* **Document segment**
* * * * * * *

Last week in scylladb.git master (issue #181; 2023-05-28)

This short report brings to light some interesting commits to scylladb.git master from the last week. Commits in the 3b424e391b…af65d5a1e8 range are covered.

There were 167 non-merge commits from 18 authors in that period. Some notable commits:

The master branch has version has been bumped to 5.4.0-dev, as the 5.3 stabilization and release cycle has started.

When the schema changes, the rows in the row cache have to be upgraded to the new schema. This happens on-demand as rows are hit in the cache. Until now, this happened with partition granularity - all of a partition’s rows that happened to be in cache were upgraded at the same time, causing reactor stalls and high latency when large partitions were cached. This has now been fixed, and the cache is upgraded using row granularity.

Tablet metadata (stored in the system.tablets table) is now loaded after its commitlog has been replayed.

The nodetool checkAndRepairCdcStreams is used to align CDC streams with the cluster topology. It now works when topology is under Raft control.

Logging of node failures during repair has been improved, in order to help diagnose repair failures.

* * * * * * *

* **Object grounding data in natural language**
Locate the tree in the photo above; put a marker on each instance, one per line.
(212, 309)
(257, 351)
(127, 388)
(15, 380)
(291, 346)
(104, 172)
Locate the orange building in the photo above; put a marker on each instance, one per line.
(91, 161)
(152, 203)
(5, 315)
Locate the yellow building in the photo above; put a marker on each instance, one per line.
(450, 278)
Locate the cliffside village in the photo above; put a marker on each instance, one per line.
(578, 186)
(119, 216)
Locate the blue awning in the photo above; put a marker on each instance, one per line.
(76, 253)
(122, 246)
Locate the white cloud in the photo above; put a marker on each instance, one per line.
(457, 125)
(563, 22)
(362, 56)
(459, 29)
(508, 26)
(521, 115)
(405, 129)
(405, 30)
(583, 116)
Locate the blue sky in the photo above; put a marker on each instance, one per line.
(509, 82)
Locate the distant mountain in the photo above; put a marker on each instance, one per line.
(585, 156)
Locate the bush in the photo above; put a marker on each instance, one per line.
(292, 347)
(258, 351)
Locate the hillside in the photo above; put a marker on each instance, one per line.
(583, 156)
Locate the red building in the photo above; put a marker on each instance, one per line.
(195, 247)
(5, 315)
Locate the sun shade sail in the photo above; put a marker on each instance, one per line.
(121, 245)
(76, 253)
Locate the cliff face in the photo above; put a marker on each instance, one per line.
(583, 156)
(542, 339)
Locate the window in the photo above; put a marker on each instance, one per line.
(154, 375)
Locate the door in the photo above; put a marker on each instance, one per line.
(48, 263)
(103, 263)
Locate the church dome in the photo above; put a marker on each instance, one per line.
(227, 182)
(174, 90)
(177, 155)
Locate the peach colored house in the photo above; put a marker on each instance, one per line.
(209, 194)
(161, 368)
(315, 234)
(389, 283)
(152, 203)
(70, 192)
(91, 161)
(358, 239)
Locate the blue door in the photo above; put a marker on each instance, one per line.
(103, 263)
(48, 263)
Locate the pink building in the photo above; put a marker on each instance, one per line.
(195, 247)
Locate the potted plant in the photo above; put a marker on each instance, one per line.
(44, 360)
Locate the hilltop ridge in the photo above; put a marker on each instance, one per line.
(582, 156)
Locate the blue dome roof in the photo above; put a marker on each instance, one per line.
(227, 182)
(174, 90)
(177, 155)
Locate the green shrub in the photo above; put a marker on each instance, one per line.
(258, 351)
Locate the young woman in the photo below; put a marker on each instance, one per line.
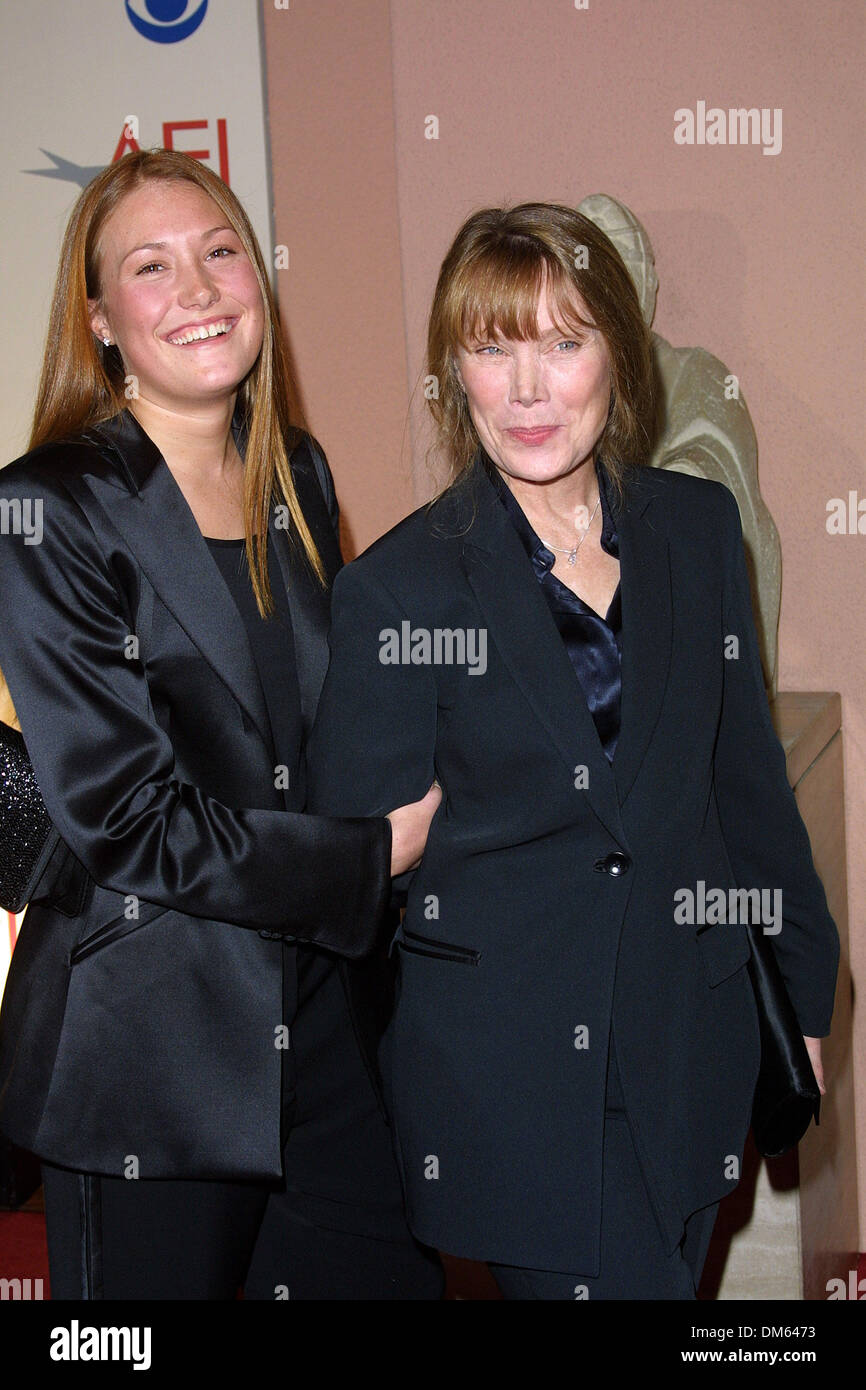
(180, 1040)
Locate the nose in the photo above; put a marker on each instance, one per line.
(527, 377)
(196, 287)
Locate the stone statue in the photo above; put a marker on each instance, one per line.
(704, 426)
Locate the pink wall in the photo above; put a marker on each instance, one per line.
(755, 253)
(334, 177)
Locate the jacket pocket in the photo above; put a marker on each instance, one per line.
(723, 948)
(414, 944)
(116, 930)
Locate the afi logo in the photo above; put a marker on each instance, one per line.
(129, 141)
(166, 21)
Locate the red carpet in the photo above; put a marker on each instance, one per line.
(24, 1255)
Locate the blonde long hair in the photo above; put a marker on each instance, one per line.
(491, 281)
(82, 381)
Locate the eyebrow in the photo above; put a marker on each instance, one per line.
(160, 246)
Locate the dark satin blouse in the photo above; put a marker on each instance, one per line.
(594, 644)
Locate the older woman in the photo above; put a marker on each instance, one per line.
(565, 637)
(178, 1043)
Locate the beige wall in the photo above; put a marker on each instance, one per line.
(755, 253)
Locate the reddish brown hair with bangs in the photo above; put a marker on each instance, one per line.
(489, 285)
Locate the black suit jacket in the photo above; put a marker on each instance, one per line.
(544, 905)
(146, 1023)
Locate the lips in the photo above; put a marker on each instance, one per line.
(191, 335)
(535, 435)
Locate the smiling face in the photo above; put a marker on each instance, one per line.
(180, 296)
(538, 406)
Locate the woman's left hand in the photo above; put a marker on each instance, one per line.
(813, 1048)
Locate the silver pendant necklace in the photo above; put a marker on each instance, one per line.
(570, 552)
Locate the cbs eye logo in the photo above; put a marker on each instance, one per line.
(166, 21)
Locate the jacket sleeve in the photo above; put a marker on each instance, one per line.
(374, 736)
(106, 767)
(765, 837)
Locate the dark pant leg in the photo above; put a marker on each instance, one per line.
(634, 1261)
(337, 1230)
(110, 1237)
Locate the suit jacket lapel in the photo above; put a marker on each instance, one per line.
(159, 527)
(523, 628)
(647, 627)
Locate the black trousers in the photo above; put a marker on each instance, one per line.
(334, 1229)
(634, 1261)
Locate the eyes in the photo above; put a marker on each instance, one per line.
(217, 253)
(563, 348)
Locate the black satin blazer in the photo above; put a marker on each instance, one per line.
(145, 1023)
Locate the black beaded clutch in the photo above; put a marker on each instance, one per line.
(787, 1097)
(28, 838)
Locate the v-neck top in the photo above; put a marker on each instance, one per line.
(594, 642)
(273, 645)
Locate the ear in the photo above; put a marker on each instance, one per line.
(97, 320)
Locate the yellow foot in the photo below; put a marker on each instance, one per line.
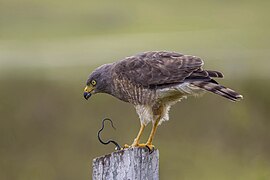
(150, 147)
(125, 146)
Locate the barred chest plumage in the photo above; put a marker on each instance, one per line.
(133, 93)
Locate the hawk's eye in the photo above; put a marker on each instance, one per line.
(93, 82)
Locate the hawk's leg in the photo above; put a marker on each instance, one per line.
(152, 134)
(137, 139)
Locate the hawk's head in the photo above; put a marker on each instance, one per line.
(99, 81)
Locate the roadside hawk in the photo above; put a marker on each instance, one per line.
(153, 82)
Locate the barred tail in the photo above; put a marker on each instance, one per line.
(214, 87)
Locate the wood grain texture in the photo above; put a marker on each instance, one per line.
(132, 163)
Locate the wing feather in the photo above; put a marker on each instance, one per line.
(158, 68)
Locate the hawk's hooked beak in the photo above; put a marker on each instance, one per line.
(88, 92)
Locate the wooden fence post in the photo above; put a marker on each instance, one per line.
(127, 164)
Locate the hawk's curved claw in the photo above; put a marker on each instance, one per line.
(150, 148)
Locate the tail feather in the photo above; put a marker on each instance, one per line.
(218, 89)
(215, 74)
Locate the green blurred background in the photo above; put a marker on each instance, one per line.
(49, 47)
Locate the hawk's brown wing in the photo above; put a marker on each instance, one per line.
(159, 68)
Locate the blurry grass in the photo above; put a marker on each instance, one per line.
(48, 131)
(45, 19)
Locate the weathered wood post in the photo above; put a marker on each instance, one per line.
(127, 164)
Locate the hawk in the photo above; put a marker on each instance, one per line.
(153, 82)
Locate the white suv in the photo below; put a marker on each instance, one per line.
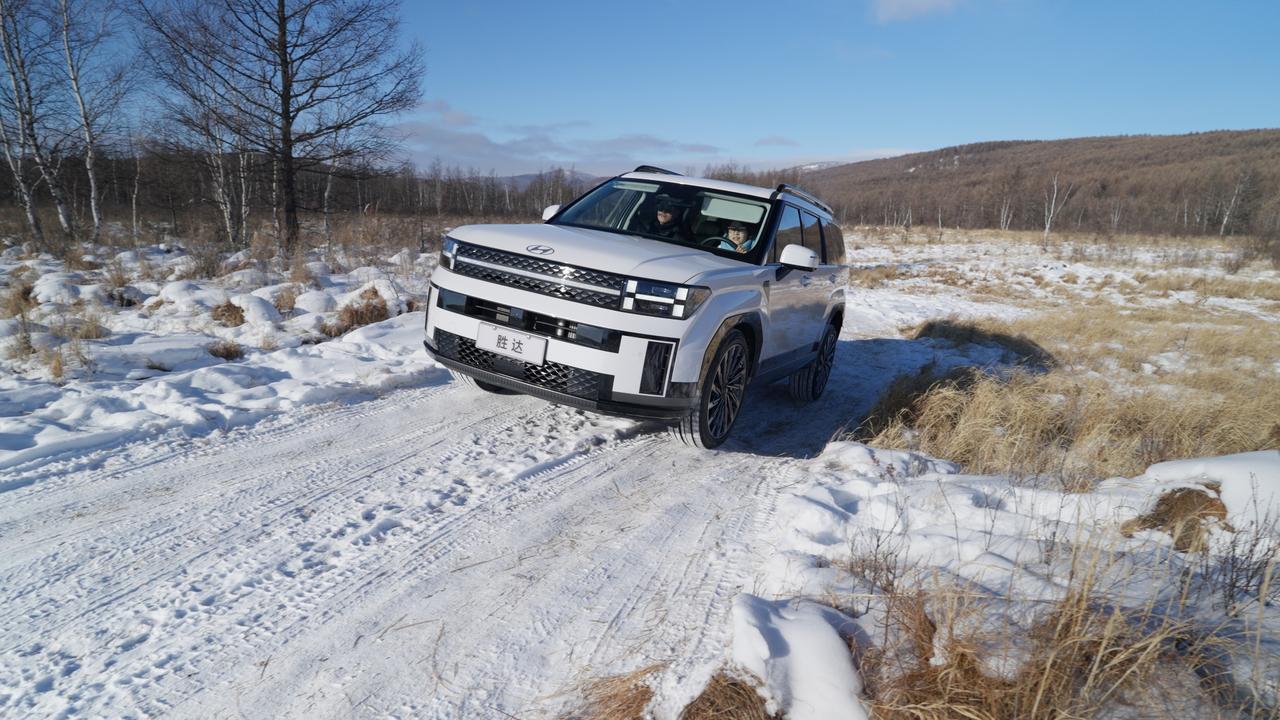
(653, 296)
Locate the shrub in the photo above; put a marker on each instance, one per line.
(1184, 514)
(1078, 429)
(227, 350)
(228, 314)
(286, 299)
(618, 697)
(18, 301)
(357, 314)
(728, 698)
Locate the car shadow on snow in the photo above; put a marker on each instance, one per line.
(772, 424)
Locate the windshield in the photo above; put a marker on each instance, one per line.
(718, 222)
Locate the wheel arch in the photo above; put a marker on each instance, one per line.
(750, 326)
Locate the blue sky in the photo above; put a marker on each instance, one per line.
(521, 86)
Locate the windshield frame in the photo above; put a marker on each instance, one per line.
(753, 256)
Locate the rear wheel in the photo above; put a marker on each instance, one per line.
(721, 399)
(809, 382)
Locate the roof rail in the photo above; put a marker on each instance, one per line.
(654, 169)
(805, 195)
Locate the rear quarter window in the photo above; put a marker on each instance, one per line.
(835, 241)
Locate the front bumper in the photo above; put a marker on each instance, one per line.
(671, 410)
(588, 367)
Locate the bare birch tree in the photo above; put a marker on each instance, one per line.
(1051, 204)
(96, 85)
(27, 48)
(292, 74)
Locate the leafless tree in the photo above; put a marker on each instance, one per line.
(1051, 204)
(288, 76)
(97, 81)
(33, 124)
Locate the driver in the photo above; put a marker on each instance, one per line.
(739, 237)
(666, 222)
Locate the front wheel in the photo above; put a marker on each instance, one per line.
(809, 382)
(721, 399)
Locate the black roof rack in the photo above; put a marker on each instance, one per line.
(805, 195)
(654, 169)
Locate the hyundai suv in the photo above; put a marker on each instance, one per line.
(653, 296)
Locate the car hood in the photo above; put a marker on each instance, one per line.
(599, 250)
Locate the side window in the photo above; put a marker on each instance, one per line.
(835, 242)
(789, 232)
(813, 236)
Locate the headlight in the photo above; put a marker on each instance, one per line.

* * * * * * *

* **Task instructions**
a) According to the report on scylladb.git master, to which version has the master branch been bumped?
b) Write out everything in the report from "The master branch" down to "has been replayed.".
Rely solely on the report to answer.

* **Solutions to the exercise**
a) 5.4.0-dev

b)
The master branch has version has been bumped to 5.4.0-dev, as the 5.3 stabilization and release cycle has started.

When the schema changes, the rows in the row cache have to be upgraded to the new schema. This happens on-demand as rows are hit in the cache. Until now, this happened with partition granularity - all of a partition’s rows that happened to be in cache were upgraded at the same time, causing reactor stalls and high latency when large partitions were cached. This has now been fixed, and the cache is upgraded using row granularity.

Tablet metadata (stored in the system.tablets table) is now loaded after its commitlog has been replayed.